■ Exercise
Please repeat exactly the lines from the one containing "[indicate] shrub in" through the last line of the records, both included, and nothing else, leaving out any pictures.

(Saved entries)
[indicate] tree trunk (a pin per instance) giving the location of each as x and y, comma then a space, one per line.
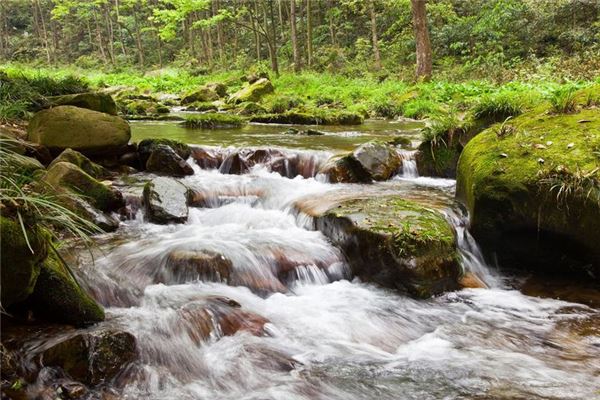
424, 63
376, 55
308, 33
296, 54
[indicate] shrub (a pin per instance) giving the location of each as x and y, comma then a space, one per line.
563, 100
497, 107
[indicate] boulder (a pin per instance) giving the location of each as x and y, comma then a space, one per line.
21, 262
101, 102
78, 159
395, 243
89, 132
253, 92
147, 146
532, 188
185, 265
57, 297
64, 175
345, 169
164, 160
165, 200
92, 357
379, 159
210, 92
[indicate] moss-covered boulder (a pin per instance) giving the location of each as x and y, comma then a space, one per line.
21, 259
147, 146
101, 102
164, 160
89, 132
532, 187
253, 92
396, 243
165, 200
207, 93
57, 297
92, 357
64, 175
78, 159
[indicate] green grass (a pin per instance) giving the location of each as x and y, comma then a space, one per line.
213, 121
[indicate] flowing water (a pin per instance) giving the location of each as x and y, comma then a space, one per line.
328, 335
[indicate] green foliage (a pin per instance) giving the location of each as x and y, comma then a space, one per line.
212, 121
563, 100
497, 107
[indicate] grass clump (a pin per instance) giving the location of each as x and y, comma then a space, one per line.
564, 100
213, 121
498, 107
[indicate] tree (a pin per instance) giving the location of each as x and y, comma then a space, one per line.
423, 44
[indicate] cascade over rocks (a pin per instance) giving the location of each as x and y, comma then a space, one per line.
396, 243
369, 161
89, 132
164, 160
165, 200
532, 188
92, 357
101, 102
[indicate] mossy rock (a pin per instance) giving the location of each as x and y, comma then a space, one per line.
64, 175
253, 92
78, 159
532, 185
250, 108
101, 102
147, 146
395, 243
20, 263
89, 132
57, 297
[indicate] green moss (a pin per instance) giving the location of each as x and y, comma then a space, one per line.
58, 298
503, 176
213, 121
78, 159
64, 175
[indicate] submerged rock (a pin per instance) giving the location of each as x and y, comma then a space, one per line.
164, 160
369, 161
396, 243
78, 159
101, 102
165, 200
92, 357
89, 132
531, 214
21, 259
253, 92
379, 159
57, 297
184, 266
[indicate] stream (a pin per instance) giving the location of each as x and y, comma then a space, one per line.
328, 335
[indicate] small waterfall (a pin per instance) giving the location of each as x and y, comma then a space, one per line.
471, 257
409, 164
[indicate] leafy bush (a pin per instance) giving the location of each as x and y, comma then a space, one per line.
563, 100
499, 106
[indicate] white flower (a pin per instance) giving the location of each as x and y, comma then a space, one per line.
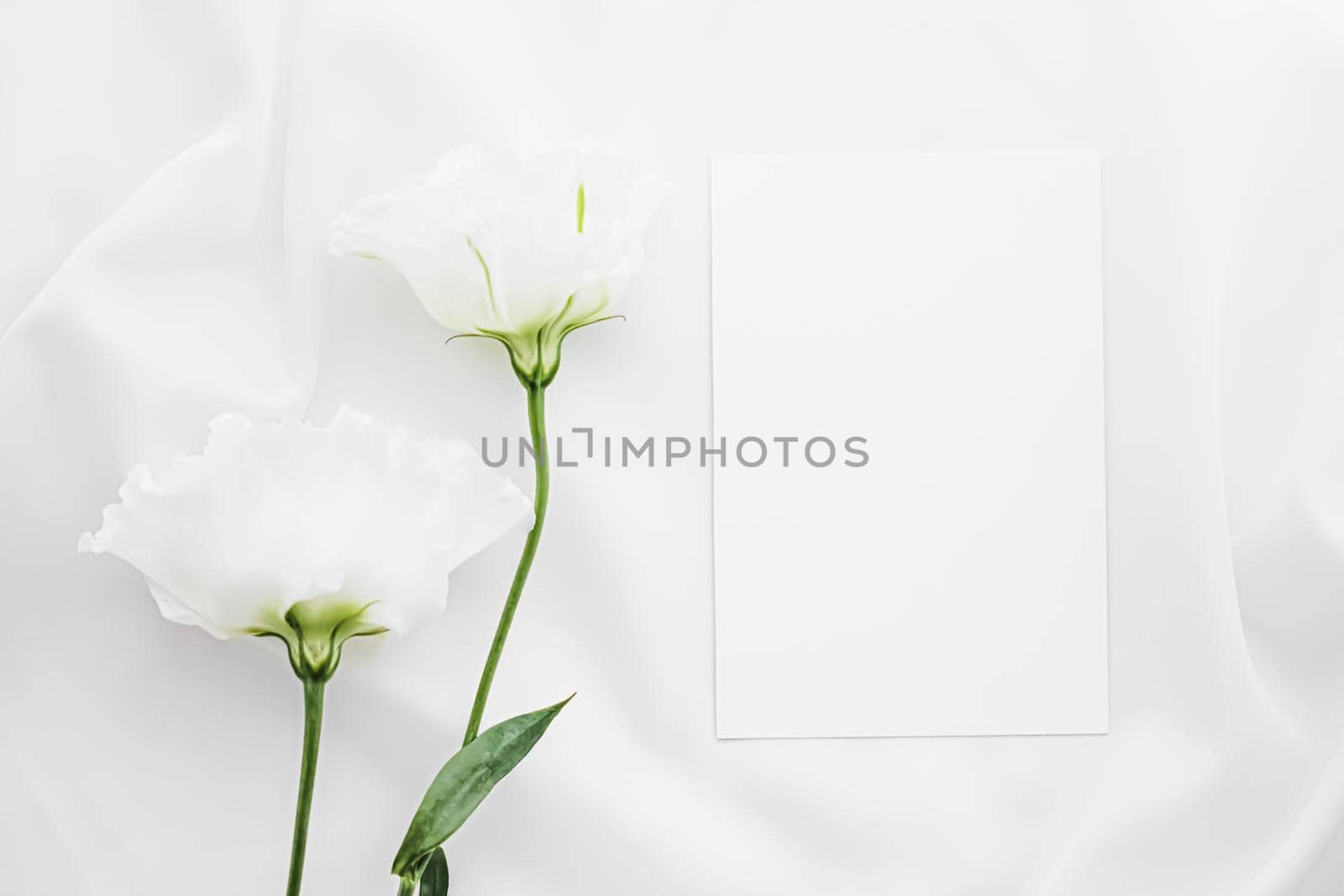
522, 248
309, 533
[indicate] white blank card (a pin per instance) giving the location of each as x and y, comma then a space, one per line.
947, 311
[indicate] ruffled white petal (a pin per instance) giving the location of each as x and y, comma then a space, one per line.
491, 241
281, 513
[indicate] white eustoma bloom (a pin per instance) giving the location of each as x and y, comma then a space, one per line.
523, 248
313, 533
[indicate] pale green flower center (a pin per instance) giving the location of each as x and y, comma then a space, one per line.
315, 631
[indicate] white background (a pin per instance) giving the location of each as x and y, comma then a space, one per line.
170, 168
956, 582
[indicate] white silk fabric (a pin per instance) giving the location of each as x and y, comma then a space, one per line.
170, 174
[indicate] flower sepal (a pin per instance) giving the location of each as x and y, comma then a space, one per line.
315, 631
535, 356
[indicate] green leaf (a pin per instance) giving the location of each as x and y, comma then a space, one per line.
434, 880
467, 779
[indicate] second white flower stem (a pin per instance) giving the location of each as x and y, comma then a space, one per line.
313, 692
537, 425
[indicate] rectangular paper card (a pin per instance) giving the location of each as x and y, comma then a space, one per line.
922, 335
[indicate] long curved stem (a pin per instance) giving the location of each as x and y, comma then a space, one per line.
537, 423
313, 692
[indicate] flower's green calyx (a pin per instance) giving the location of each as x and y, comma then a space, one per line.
315, 633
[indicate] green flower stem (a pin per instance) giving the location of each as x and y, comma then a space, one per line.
537, 423
313, 689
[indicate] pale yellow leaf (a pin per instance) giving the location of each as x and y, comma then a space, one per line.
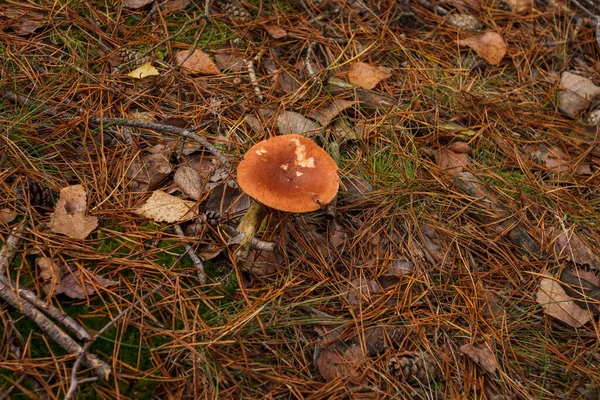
144, 71
162, 207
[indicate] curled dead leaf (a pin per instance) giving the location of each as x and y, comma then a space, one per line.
576, 94
69, 215
489, 45
482, 356
556, 303
366, 75
162, 207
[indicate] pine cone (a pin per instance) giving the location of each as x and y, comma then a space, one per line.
236, 12
414, 367
33, 193
132, 56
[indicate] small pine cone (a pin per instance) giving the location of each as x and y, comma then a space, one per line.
132, 56
236, 12
414, 367
33, 193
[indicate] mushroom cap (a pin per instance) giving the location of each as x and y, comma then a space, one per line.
289, 173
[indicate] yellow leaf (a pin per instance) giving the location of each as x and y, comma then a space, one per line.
144, 71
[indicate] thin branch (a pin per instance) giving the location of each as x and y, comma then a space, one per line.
155, 126
11, 245
190, 252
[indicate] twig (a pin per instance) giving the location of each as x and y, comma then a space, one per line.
155, 126
253, 80
11, 245
81, 356
256, 244
101, 369
195, 259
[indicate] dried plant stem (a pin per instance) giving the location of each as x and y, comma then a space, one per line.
248, 227
11, 245
190, 252
155, 126
255, 244
101, 369
253, 79
84, 350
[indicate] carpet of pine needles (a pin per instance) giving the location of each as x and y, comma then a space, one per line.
263, 335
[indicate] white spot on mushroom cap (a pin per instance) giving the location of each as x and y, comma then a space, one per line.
301, 159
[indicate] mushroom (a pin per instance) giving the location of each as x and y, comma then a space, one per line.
289, 173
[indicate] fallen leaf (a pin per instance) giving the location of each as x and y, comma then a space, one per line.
360, 291
482, 356
559, 162
162, 207
519, 6
576, 94
451, 161
464, 22
226, 60
76, 285
69, 215
331, 109
144, 71
189, 180
293, 122
575, 248
275, 31
336, 362
7, 216
366, 75
198, 63
50, 270
147, 171
135, 4
24, 19
489, 45
556, 303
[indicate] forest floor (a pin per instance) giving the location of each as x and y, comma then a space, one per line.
459, 259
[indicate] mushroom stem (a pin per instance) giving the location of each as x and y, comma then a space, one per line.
248, 226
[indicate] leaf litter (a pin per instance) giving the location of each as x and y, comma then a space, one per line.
454, 167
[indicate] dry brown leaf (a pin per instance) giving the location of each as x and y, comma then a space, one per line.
451, 161
7, 216
465, 22
519, 6
51, 271
135, 4
199, 63
275, 31
189, 180
147, 171
489, 45
366, 75
556, 303
558, 162
331, 109
361, 291
293, 122
336, 362
226, 60
482, 356
576, 93
162, 207
69, 215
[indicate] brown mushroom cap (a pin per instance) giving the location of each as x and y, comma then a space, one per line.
289, 173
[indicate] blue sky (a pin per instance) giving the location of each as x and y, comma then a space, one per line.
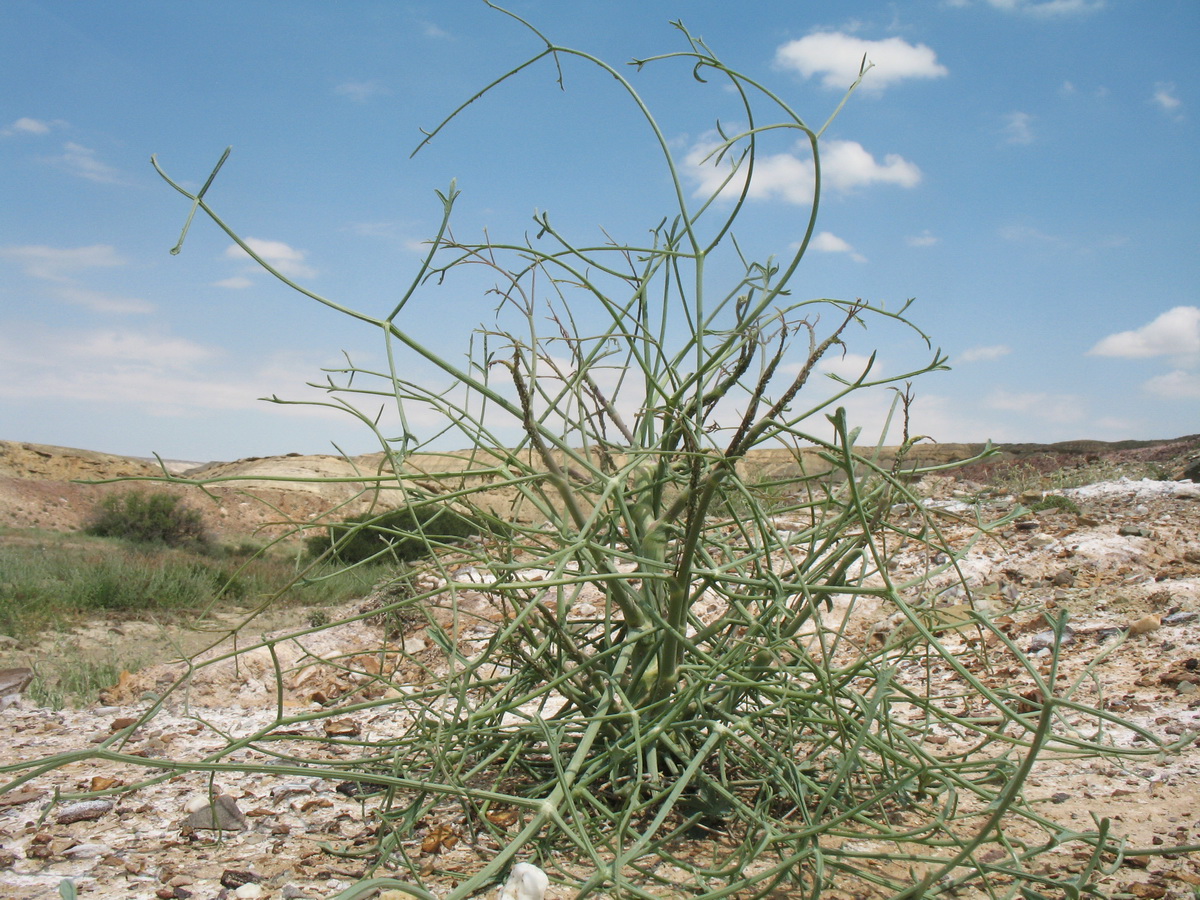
1026, 169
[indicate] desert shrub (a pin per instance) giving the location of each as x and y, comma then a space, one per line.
400, 535
149, 517
667, 654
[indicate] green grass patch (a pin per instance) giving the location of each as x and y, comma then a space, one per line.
51, 581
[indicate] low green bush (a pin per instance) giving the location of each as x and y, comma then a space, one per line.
149, 519
401, 535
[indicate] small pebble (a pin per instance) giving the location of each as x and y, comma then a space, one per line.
1145, 624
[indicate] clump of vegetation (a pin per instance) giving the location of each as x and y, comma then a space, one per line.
54, 581
400, 535
1056, 501
149, 517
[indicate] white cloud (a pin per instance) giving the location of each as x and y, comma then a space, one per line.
31, 126
1018, 129
82, 161
1176, 333
1175, 385
1039, 405
279, 255
1021, 234
360, 91
103, 303
838, 58
829, 243
847, 365
1049, 9
1165, 99
137, 348
59, 265
984, 354
54, 263
845, 166
155, 373
238, 282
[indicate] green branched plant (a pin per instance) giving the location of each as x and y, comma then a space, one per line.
671, 699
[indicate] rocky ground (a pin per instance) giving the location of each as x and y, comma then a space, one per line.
1125, 562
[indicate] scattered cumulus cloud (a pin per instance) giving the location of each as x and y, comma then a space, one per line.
829, 243
1018, 129
1176, 333
984, 354
360, 91
845, 166
837, 58
288, 261
1167, 99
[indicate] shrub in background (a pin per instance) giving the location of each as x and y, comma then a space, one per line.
401, 535
149, 517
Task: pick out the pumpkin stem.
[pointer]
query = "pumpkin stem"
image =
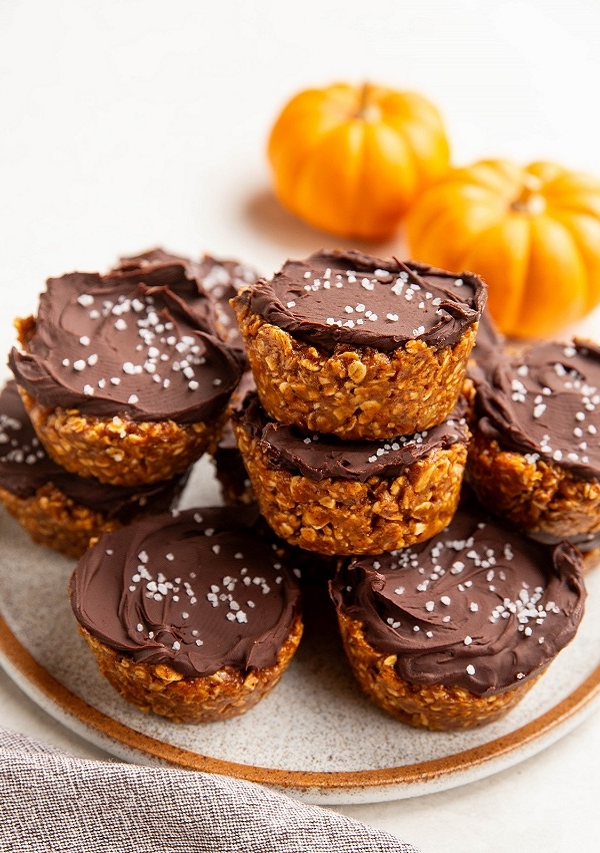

■ Solution for this task
[indicate] shrub in background (a pin per instance) giving the location of each as x and y, comma then a space, one per line.
401, 535
149, 517
Task: pick out the pumpkin stem.
[pointer]
query = "pumpkin stem"
image =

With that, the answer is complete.